#### Directions for this task:
Give back exactly the lines of the material below that start at the line containing "Please put a marker on the yellow anther" and end at the line containing "Please put a marker on the yellow stamen", and no others.
-*-
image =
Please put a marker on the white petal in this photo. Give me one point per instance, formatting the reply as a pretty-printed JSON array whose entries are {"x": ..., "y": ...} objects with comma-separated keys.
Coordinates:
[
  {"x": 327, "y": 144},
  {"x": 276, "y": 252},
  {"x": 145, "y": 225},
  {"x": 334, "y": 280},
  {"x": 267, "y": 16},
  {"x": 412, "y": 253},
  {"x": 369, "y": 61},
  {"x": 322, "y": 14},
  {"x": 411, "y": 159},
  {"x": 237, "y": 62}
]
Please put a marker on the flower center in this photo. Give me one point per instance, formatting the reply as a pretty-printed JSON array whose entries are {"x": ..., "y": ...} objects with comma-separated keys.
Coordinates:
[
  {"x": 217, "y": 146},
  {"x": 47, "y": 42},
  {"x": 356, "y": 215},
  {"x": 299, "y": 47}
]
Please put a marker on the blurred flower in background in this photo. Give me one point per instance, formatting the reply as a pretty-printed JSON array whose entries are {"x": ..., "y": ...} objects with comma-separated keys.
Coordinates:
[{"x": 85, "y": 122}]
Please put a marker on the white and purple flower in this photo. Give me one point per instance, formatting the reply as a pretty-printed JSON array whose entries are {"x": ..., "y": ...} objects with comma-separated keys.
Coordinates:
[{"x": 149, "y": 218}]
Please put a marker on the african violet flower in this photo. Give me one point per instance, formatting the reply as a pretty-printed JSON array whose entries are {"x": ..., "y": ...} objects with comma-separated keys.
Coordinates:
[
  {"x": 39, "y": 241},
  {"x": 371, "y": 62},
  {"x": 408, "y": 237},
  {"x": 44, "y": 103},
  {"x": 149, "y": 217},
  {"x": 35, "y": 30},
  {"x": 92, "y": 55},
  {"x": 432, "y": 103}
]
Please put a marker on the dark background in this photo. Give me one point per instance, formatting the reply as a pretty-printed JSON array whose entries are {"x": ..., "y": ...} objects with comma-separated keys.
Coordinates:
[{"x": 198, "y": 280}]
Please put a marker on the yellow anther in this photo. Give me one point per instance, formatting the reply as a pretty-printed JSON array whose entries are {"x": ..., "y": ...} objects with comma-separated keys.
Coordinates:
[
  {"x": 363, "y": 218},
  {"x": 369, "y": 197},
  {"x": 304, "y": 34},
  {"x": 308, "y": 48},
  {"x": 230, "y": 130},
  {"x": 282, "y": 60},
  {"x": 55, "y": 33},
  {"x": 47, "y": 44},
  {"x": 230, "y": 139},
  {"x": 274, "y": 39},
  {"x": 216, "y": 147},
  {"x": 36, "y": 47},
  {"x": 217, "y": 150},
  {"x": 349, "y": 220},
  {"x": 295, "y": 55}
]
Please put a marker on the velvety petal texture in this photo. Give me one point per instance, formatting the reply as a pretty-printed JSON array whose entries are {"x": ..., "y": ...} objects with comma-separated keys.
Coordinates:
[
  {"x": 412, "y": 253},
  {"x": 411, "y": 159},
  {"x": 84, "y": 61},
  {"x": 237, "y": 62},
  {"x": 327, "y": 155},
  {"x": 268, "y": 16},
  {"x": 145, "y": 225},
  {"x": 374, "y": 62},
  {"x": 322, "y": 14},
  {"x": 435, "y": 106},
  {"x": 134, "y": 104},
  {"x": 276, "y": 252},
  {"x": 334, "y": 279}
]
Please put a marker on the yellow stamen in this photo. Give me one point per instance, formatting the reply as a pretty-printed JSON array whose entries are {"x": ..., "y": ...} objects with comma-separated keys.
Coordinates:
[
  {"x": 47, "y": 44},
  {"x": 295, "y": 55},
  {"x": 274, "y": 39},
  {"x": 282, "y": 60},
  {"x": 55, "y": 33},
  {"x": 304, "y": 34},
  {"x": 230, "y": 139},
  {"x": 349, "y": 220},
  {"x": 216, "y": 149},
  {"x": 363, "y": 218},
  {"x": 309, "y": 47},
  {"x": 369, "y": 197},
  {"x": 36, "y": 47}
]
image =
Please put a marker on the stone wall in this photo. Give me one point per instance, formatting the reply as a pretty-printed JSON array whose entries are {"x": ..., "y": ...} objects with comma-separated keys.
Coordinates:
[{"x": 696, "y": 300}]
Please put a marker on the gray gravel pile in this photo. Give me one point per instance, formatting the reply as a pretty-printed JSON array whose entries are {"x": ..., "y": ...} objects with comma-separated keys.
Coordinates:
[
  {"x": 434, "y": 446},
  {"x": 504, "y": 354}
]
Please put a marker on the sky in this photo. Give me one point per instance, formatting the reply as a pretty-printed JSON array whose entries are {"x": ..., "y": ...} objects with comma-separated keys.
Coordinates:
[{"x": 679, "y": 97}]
-*-
#### Exercise solution:
Please put a marker on the yellow anther in this photo. Give me one point per instance, formatting the reply as a pretty-printed JSON array whose entries are {"x": ..., "y": ...} objects with comma-separated keys.
Coordinates:
[
  {"x": 363, "y": 218},
  {"x": 369, "y": 197},
  {"x": 304, "y": 34},
  {"x": 308, "y": 48},
  {"x": 230, "y": 130},
  {"x": 282, "y": 60},
  {"x": 55, "y": 33},
  {"x": 47, "y": 44},
  {"x": 230, "y": 139},
  {"x": 274, "y": 39},
  {"x": 216, "y": 147},
  {"x": 36, "y": 47},
  {"x": 217, "y": 150},
  {"x": 349, "y": 220},
  {"x": 295, "y": 55}
]
Please put a marker on the velvety petal texture in this photo. Give me one point per instance, formatting the reply as a pretty-printed JSON array whose entries are {"x": ..., "y": ...} objects with comma-separated keys.
Coordinates:
[
  {"x": 412, "y": 253},
  {"x": 411, "y": 159},
  {"x": 84, "y": 61},
  {"x": 237, "y": 62},
  {"x": 327, "y": 155},
  {"x": 268, "y": 16},
  {"x": 145, "y": 225},
  {"x": 374, "y": 62},
  {"x": 322, "y": 14},
  {"x": 435, "y": 106},
  {"x": 134, "y": 104},
  {"x": 276, "y": 252},
  {"x": 334, "y": 279}
]
Please put a marker on the yellow stamen in this photo. Give me one point per instance, formatting the reply as a pretty-printed JSON array whose entries are {"x": ..., "y": ...} objects with comma-separated keys.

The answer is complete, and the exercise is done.